Entries in a dataset:

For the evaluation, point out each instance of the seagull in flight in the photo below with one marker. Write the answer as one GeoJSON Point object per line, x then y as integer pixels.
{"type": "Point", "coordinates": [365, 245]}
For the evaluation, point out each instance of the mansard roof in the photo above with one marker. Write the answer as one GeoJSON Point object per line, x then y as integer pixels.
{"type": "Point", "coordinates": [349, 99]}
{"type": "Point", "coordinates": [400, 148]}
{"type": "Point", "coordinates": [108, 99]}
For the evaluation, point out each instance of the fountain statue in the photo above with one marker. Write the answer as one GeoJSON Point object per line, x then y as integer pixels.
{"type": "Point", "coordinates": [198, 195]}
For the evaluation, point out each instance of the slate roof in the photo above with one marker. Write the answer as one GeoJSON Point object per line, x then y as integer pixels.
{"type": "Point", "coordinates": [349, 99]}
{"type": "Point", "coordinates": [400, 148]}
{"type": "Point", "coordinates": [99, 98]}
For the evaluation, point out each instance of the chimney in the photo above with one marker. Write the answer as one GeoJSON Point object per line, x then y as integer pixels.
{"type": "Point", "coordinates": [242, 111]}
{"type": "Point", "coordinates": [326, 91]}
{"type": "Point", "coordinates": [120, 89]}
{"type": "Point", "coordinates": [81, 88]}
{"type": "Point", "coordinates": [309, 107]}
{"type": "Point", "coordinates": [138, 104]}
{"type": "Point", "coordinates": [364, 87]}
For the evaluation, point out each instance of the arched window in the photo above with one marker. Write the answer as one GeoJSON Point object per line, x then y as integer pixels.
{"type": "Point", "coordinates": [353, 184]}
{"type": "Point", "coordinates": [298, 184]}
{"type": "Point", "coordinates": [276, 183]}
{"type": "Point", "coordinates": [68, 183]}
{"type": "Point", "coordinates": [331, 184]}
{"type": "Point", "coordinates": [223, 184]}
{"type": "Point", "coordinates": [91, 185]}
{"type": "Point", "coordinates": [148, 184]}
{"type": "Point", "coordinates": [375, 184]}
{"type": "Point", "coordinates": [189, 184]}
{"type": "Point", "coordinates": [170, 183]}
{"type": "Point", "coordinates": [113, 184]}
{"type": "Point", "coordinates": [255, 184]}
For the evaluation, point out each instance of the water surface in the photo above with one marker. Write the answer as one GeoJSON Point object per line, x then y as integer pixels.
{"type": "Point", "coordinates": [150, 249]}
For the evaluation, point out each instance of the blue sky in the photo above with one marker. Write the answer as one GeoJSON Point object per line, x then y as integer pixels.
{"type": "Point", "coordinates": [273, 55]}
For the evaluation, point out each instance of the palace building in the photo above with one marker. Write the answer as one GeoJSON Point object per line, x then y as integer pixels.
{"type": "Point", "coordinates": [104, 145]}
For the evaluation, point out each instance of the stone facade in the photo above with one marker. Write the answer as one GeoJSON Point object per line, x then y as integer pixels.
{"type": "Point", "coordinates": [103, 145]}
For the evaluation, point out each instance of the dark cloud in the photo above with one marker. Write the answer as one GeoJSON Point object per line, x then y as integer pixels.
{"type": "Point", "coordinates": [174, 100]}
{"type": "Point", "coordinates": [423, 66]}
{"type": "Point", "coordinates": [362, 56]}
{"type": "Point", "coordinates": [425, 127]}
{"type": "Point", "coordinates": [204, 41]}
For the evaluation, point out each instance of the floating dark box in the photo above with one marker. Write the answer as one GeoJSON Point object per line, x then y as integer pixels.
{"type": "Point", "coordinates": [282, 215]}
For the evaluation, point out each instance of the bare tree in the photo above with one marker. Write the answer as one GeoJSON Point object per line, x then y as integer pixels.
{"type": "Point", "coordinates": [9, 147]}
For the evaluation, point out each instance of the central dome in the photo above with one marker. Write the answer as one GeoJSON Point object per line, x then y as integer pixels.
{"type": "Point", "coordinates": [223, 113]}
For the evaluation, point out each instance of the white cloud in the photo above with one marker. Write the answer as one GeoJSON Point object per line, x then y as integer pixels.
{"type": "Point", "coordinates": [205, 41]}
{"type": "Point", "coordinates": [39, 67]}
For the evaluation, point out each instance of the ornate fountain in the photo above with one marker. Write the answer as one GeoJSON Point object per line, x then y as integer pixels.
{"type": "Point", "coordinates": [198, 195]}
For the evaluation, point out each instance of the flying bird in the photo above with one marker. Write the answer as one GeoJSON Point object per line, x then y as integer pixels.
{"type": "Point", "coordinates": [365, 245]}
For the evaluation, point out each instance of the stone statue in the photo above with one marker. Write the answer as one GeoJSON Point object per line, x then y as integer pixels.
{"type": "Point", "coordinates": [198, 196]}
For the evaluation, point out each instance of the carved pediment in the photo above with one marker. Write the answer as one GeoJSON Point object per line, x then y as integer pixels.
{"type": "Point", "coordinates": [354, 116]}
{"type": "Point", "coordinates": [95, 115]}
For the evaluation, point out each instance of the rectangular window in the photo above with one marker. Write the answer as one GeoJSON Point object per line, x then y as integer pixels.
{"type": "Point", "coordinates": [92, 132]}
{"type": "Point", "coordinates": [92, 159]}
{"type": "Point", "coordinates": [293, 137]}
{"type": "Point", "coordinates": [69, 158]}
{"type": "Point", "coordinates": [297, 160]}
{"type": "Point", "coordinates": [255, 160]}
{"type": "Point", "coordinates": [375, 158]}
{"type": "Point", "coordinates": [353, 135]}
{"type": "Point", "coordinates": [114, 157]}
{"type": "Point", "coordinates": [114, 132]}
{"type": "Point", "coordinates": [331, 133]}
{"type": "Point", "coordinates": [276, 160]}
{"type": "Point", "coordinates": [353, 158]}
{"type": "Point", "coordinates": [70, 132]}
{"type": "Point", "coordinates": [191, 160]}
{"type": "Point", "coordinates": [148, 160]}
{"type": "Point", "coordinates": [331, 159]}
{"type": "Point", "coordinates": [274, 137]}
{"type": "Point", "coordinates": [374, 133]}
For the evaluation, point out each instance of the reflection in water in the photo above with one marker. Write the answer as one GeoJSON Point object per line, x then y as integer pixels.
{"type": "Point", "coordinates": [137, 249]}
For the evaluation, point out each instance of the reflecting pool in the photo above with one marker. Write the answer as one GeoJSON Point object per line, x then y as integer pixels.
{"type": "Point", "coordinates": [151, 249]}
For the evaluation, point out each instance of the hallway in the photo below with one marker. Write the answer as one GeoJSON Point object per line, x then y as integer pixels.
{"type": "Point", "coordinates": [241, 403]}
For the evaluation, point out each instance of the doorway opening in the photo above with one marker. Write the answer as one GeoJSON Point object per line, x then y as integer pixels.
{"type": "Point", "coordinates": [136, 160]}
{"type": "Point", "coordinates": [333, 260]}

...

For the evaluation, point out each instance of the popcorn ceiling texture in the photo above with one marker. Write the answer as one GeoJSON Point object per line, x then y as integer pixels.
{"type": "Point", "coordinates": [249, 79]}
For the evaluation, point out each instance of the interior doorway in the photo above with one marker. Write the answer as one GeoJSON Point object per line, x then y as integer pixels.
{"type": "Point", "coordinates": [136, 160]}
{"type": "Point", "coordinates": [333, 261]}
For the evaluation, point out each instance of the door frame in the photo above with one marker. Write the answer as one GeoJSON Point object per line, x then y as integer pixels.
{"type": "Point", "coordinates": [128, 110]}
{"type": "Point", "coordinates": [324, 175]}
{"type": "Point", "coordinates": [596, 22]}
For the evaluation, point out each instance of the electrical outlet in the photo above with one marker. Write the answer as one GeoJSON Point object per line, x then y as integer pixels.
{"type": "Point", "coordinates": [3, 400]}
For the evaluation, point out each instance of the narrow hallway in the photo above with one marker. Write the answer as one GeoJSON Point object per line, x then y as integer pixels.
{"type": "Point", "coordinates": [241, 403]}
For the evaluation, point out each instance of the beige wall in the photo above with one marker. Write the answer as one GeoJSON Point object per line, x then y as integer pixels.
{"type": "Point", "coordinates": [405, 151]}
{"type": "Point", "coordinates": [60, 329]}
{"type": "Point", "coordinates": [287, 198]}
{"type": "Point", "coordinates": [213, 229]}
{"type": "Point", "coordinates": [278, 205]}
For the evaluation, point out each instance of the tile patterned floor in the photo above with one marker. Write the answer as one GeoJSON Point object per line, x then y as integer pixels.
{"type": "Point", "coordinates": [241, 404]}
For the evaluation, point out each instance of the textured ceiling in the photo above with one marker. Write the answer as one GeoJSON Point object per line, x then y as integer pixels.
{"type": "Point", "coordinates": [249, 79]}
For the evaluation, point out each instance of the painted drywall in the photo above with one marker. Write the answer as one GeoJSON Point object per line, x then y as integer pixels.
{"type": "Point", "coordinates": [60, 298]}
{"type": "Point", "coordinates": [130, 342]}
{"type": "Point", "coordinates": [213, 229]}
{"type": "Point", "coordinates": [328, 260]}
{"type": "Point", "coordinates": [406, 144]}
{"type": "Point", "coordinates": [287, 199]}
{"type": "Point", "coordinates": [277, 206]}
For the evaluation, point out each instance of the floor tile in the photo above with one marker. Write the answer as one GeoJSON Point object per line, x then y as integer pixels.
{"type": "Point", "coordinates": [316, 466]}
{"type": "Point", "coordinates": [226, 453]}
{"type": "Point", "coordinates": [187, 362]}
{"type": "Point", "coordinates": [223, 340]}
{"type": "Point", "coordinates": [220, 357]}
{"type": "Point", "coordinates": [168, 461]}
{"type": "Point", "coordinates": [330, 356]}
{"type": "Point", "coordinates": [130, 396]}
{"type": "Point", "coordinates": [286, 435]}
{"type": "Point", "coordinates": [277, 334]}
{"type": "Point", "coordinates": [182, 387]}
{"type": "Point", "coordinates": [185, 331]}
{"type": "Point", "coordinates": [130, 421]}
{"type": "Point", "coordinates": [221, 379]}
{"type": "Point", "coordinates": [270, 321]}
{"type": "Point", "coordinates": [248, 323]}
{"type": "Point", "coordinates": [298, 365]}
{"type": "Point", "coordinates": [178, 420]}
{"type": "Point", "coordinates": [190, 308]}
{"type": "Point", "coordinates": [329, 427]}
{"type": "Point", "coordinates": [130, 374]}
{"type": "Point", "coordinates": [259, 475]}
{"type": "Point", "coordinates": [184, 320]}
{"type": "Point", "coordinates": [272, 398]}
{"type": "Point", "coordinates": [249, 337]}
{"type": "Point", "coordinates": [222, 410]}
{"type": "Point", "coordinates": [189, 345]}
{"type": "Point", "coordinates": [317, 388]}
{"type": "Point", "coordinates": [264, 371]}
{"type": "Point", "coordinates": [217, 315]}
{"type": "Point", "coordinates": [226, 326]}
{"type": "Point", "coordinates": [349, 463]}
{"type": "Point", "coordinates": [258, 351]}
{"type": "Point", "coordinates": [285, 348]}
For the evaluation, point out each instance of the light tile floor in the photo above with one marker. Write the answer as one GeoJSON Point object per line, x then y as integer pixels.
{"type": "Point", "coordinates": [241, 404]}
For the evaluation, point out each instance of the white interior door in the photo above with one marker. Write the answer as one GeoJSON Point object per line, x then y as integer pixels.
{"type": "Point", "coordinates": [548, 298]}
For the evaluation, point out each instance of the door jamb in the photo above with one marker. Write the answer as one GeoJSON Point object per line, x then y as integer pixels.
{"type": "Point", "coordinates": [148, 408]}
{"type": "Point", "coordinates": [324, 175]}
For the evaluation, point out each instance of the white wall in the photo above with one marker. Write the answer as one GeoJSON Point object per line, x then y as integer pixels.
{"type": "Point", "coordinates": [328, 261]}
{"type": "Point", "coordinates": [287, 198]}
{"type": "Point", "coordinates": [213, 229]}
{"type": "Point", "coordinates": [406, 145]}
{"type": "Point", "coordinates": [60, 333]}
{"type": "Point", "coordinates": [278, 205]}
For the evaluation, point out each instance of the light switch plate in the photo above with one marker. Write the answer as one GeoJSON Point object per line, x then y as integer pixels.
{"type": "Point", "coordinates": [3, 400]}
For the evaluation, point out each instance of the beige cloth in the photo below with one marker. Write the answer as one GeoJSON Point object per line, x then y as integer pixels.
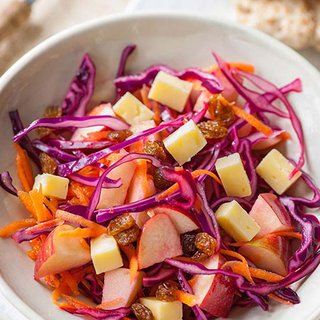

**The task:** Copy out verbatim the stretch of entries from the line containing "For the evaluation, point out each instance of the light switch" through the line containing "For the evaluation, point out each instance of the beige cloth", including both of those lines.

**Full answer:**
For the evaluation, point out each instance of the light switch plate in the photo above with one marker. Write the answer as one GeoJSON Point object per line, x then y as integer pixels.
{"type": "Point", "coordinates": [3, 400]}
For the evaluation, point out each instance of the beige cloth in the photo below with one marker. Write the answer as one GeoJSON Point object per line, x then y as integer pixels.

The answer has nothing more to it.